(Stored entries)
===============

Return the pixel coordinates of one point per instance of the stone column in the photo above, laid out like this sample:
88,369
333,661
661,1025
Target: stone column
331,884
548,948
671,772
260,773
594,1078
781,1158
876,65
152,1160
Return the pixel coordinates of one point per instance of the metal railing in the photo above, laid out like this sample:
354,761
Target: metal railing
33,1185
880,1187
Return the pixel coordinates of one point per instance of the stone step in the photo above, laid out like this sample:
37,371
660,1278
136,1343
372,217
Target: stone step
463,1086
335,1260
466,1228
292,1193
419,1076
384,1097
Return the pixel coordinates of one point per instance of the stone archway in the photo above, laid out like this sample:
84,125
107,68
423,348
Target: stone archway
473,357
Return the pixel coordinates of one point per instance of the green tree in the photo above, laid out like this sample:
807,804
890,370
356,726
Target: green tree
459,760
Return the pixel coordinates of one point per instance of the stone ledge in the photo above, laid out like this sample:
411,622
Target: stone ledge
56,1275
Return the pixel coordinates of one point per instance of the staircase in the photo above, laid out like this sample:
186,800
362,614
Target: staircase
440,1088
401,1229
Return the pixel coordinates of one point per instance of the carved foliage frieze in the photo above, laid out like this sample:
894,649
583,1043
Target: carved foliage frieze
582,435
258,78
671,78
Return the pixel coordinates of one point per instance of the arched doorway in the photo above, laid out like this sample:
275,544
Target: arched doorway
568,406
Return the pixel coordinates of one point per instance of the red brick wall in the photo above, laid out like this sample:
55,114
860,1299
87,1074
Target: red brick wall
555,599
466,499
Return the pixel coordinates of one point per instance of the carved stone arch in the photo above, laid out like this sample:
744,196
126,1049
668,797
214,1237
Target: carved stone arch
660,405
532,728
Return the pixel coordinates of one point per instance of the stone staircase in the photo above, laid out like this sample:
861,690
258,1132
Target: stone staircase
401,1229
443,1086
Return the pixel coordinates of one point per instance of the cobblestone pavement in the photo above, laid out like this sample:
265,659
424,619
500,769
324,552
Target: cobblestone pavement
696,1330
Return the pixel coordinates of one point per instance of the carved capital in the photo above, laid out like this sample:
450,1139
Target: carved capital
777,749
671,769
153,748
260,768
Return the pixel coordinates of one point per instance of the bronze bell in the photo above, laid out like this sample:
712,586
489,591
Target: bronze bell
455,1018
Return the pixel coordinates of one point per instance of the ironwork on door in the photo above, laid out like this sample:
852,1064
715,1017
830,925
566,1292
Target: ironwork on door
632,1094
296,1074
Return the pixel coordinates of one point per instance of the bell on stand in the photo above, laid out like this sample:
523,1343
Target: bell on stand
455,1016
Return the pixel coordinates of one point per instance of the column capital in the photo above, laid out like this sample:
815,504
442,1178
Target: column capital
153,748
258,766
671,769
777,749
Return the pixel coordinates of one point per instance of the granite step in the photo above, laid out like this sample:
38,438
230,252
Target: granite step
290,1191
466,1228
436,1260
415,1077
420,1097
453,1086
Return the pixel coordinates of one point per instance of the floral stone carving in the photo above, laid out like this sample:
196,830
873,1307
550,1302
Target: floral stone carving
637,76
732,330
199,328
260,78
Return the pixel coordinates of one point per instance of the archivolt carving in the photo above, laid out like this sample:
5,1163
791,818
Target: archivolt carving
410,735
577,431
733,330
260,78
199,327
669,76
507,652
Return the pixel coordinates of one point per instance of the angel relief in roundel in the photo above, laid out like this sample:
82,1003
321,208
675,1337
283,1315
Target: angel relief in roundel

===============

• **The exercise**
Extract the full set of entries word for word.

• **Response below**
Return the pixel coordinates of one point per instance of the stone column in the photo above, laid out like this sample:
88,369
333,661
661,1025
Target: stone column
331,884
548,948
671,772
260,773
594,1078
781,1158
876,65
152,1160
Return the pixel coordinates of one point per instance of the metal railing in the photo above, laid out like this sample:
354,761
Target: metal railing
33,1185
880,1187
Return the pixel coordinates of one point per instance of the stone step in the photo above, laid out like this sample:
37,371
660,1278
136,1343
372,217
Target: stone step
463,1086
335,1260
466,1228
292,1193
419,1076
384,1097
Return the pixel coordinates of one point per instance of the stone archway in the photo above, laid out like this sample:
84,125
107,68
423,348
Target: stone archway
473,357
Return the pixel coordinates of one point per instance of the green tree in the photo above, laid out like this sample:
807,804
890,370
356,726
Target: green tree
459,760
Return the pixel coordinates of one point per instance of the stone ledge in the photo above, laid out like this sample:
411,622
Target: stone ledge
56,1275
Return the pixel coordinates of one point per instance of the staircase in the photo above, laid out like this sample:
186,800
362,614
Target: staircase
440,1088
401,1229
Return the pixel coordinates of one point per instance of the carved foliage frieze in the photo above, laid out like this sample:
894,649
583,1043
Target: carved foliage frieze
582,435
258,78
671,78
Return the pixel coordinates of one point per instance of the arched doorway in the photo above, laid out like this sample:
275,544
Target: arched doorway
568,406
Return the pixel coordinates of one point per instance of the red brick wall in the photo above, laid out like this sample:
55,114
860,1299
87,1074
Target: red brick wall
555,599
466,499
Return the pixel coordinates of one point per instance of the carved stone arch in the photo above, laid out like this sample:
744,196
126,1049
668,797
214,1237
Target: carved stone arch
660,405
532,728
Return the pixel coordinates of one point per instance of the stone staircase in the photo above, laid out like this sample:
861,690
258,1132
Target: stone staircase
401,1229
443,1086
Return the pixel coordinates of one point per instance of the cobblestone pavement in the photo above, laid out like this sample:
265,659
424,619
500,769
324,552
Target: cobblestone pavement
696,1330
Return the pixel coordinates of one point per instance of the carved capital in the photo above, laid out like this sample:
450,1139
Target: carved capital
777,749
671,769
153,748
260,768
Return the pixel coordinates of one point per instance of the bronze bell in the photo above, laid out like this sample:
712,586
489,591
Target: bronze bell
455,1018
Return the pixel coordinates of one point per instance of the ironwork on door in the photo above, laid out like this sample:
852,1064
715,1017
830,925
566,1292
Target: ironwork on door
632,1094
296,1074
Return the pixel coordinates of one point per instance of the bell on stand in the photo above, laid out like this sample:
523,1343
Target: bell on stand
455,1016
Return the pixel coordinates of one point per instance of the column capital in the photo above, laid out like this sample:
815,504
442,1178
Target: column capital
153,748
258,766
671,769
777,749
Return the pixel coordinates of one point per instance of the granite step in the photo above, laid out like this sample:
38,438
230,252
Target: granite step
290,1191
466,1228
436,1260
415,1077
420,1097
453,1086
Return the pixel coordinates of one point per instance of the floral stone carving in the photo above, laid out like this sample:
196,830
873,1307
550,1302
Target: floral stone carving
637,76
732,330
199,328
260,78
Return the pixel coordinates of one point per instance of the archivolt carving in the photo above, laid out like this sample:
5,1163
791,818
Target: archivolt carving
410,735
577,431
733,330
260,78
199,327
669,76
507,652
Return the pixel coordinates of one point per instance of the angel relief in roundel in the photo above, laid out like this sample:
82,1003
321,208
675,1337
283,1315
Target: angel relief in roundel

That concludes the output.